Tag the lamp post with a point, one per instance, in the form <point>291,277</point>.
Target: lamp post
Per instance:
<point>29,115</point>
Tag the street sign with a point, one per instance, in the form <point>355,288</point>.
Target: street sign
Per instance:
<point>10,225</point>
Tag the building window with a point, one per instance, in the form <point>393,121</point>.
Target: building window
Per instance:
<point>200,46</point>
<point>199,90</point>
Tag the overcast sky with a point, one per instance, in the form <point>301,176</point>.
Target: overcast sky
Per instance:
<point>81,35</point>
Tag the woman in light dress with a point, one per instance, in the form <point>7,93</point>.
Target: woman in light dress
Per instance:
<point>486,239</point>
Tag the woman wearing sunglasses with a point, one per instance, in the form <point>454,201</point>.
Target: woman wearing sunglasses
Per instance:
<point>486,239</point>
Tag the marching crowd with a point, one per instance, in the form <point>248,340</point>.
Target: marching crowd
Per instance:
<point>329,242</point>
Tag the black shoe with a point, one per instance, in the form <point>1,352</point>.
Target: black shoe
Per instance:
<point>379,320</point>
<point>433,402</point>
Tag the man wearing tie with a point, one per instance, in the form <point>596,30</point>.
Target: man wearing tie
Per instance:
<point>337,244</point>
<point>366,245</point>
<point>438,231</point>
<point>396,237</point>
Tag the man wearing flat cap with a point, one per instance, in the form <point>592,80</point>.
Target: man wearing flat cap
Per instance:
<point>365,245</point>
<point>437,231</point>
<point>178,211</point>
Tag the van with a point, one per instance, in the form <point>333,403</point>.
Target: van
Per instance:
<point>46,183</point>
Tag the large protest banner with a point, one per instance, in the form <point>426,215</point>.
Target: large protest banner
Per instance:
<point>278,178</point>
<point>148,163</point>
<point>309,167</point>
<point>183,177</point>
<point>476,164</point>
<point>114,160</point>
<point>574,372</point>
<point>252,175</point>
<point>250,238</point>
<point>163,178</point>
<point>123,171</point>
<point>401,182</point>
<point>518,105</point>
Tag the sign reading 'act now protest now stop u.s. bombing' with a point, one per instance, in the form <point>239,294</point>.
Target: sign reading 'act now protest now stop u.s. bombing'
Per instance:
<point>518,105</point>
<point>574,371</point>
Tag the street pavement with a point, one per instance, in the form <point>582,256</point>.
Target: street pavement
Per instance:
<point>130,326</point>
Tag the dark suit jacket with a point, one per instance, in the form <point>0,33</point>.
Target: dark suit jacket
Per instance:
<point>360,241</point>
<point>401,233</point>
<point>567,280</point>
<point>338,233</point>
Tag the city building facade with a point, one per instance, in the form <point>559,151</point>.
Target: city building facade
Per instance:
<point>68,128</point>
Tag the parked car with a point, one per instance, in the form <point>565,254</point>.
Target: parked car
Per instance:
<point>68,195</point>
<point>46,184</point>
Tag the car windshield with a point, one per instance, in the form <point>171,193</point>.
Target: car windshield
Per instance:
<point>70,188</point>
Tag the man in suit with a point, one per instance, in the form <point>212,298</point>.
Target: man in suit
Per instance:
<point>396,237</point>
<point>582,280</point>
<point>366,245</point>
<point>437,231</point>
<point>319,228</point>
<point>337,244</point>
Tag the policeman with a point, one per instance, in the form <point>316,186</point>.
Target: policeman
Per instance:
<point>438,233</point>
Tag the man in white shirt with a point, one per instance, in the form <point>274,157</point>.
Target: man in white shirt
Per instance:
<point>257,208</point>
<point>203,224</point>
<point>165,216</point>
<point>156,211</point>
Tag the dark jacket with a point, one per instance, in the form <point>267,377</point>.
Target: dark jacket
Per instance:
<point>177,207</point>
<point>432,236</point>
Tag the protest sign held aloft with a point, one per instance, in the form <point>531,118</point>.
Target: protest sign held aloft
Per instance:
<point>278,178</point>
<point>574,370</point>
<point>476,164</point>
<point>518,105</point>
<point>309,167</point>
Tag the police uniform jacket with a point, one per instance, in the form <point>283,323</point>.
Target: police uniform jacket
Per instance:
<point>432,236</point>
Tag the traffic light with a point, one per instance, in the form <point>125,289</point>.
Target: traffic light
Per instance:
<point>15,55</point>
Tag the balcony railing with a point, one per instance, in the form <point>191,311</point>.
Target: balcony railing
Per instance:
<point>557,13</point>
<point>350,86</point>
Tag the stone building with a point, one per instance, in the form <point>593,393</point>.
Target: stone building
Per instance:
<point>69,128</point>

▬▬▬

→ **ASSIGNED TASK**:
Please write out the whole listing once more, exactly.

→ **TASK RESPONSE**:
Tag the lamp post with a point, one per instance, in the form <point>291,277</point>.
Target: lamp post
Per instance:
<point>29,115</point>
Tag the street sign with a point, one per instance, in the form <point>355,288</point>.
Target: street sign
Per instance:
<point>10,225</point>
Tag the building window with a point, one per instance, in the form <point>393,121</point>.
Target: building window
Per instance:
<point>200,46</point>
<point>199,90</point>
Tag the overcast sky with a point, one per instance, in the form <point>301,176</point>.
Target: overcast sky
Per instance:
<point>81,35</point>
Tag the woman in light dress with a point, one per instance, in the form <point>7,93</point>.
Target: woman in light dress
Per instance:
<point>486,239</point>
Tag the woman wearing sunglasses with a point, one per instance, in the form <point>454,201</point>.
Target: woman wearing sunglasses
Per instance:
<point>486,239</point>
Tag the marching crowd with a point, one per instance, in the form <point>248,340</point>.
Target: marching crowd
Per instance:
<point>329,242</point>
Tag the black shoe with a point, one per instance, in the form <point>1,352</point>.
Target: black shoe
Per instance:
<point>379,320</point>
<point>433,402</point>
Tag the man wearing tie with a point, one per instance, in the form <point>596,30</point>.
Target: man wearing tie
Per instance:
<point>337,244</point>
<point>366,245</point>
<point>438,231</point>
<point>396,237</point>
Tag the man wearing flat cap with a point, one per instance, in the form <point>592,80</point>.
Target: man wearing flat cap
Per instance:
<point>365,245</point>
<point>437,231</point>
<point>178,211</point>
Tag the van with a point, one per instance, in the form <point>333,403</point>.
Target: van
Per instance:
<point>46,183</point>
Tag the large protest banner with a point, one per instance, in the form <point>426,215</point>.
Target: large protest banner
Per instance:
<point>278,178</point>
<point>148,163</point>
<point>309,167</point>
<point>183,177</point>
<point>476,164</point>
<point>114,160</point>
<point>574,372</point>
<point>252,175</point>
<point>250,238</point>
<point>163,178</point>
<point>123,171</point>
<point>401,182</point>
<point>518,105</point>
Tag the sign reading 'act now protest now stop u.s. bombing' with a point, one per instance, in the form <point>239,294</point>.
Target: sign reading 'act now protest now stop u.s. bombing'
Per instance:
<point>518,105</point>
<point>574,371</point>
Tag the street pavement with a point, one per instance, in the form <point>582,256</point>.
Target: street pavement
Per instance:
<point>130,326</point>
Tag the dark suit jacket with a point, one per instance, in the form <point>0,33</point>.
Target: dark suit jacket
Per instance:
<point>360,241</point>
<point>401,233</point>
<point>567,280</point>
<point>338,233</point>
Tag the city building facade with a point, one per instance, in the form <point>559,151</point>.
Target: city building facade
Per instance:
<point>68,128</point>
Tag the parked car with a point, one per instance, in the form <point>565,254</point>.
Target: parked car
Per instance:
<point>68,195</point>
<point>46,184</point>
Tag the car windshield with a point, one per instance, in the form <point>171,193</point>.
Target: car windshield
Per instance:
<point>70,188</point>
Tag the man in suit with a point, one per instance, in the form <point>212,298</point>.
Target: man in suit
Per instance:
<point>396,237</point>
<point>582,280</point>
<point>366,245</point>
<point>437,231</point>
<point>319,228</point>
<point>337,244</point>
Tag the policeman with a point, one per instance, in the form <point>316,186</point>.
Target: policeman
Per instance:
<point>438,233</point>
Tag the man in white shirt with a point, one per instance, in the form <point>274,157</point>.
Target: man in white shirt
Per instance:
<point>257,208</point>
<point>203,224</point>
<point>165,216</point>
<point>156,211</point>
Tag the dark jacket with a point, one per instance, in the form <point>267,377</point>.
Target: dark jacket
Per instance:
<point>177,207</point>
<point>432,236</point>
Tag the protest sign held aloft with a point, one per instance, in the form <point>531,118</point>.
Target: protest sign held aloft
Per instance:
<point>278,178</point>
<point>574,370</point>
<point>476,164</point>
<point>518,105</point>
<point>309,167</point>
Tag the police uniform jacket with a point, one per instance, in the form <point>283,323</point>.
Target: police uniform jacket
Per instance:
<point>432,236</point>
Tag the traffic light with a point, one per instance, in the form <point>125,289</point>.
Target: traffic light
Per instance:
<point>15,55</point>
Tag the balcony railing with a point, one per instance, in the form <point>191,311</point>.
Target: balcony railing
Per instance:
<point>557,13</point>
<point>350,86</point>
Tag the stone building with a point, one per instance, in the form <point>593,393</point>.
Target: stone building
Per instance:
<point>69,128</point>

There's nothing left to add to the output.